#### [WORK REQUIRED]
Turn every line of the data below into a JSON list of strings, one string per line, skipping any blank lines. Don't include the pictures.

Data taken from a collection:
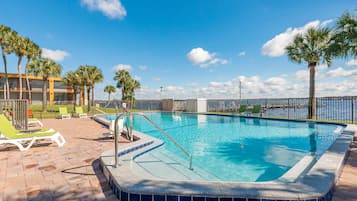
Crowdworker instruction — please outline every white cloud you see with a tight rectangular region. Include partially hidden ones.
[261,20,332,57]
[187,47,228,68]
[139,65,148,71]
[187,47,214,64]
[294,70,309,81]
[133,75,141,81]
[326,67,357,77]
[112,64,131,72]
[294,64,328,81]
[81,0,126,19]
[346,58,357,66]
[264,77,287,85]
[41,48,69,61]
[238,51,246,57]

#### [RESPONSE TO THIS TASK]
[
  "Crowdworker instruction — please outline every white cloud you see with a tight rectangular region. Include partially hidden ones.",
  "[261,20,332,57]",
  "[187,47,228,68]",
  "[139,65,148,71]",
  "[187,47,214,64]",
  "[294,70,309,81]",
  "[133,75,141,81]",
  "[326,67,357,77]",
  "[112,64,131,72]",
  "[294,64,328,81]",
  "[81,0,126,19]",
  "[346,58,357,66]",
  "[264,77,287,85]",
  "[41,48,69,61]",
  "[238,51,246,57]"
]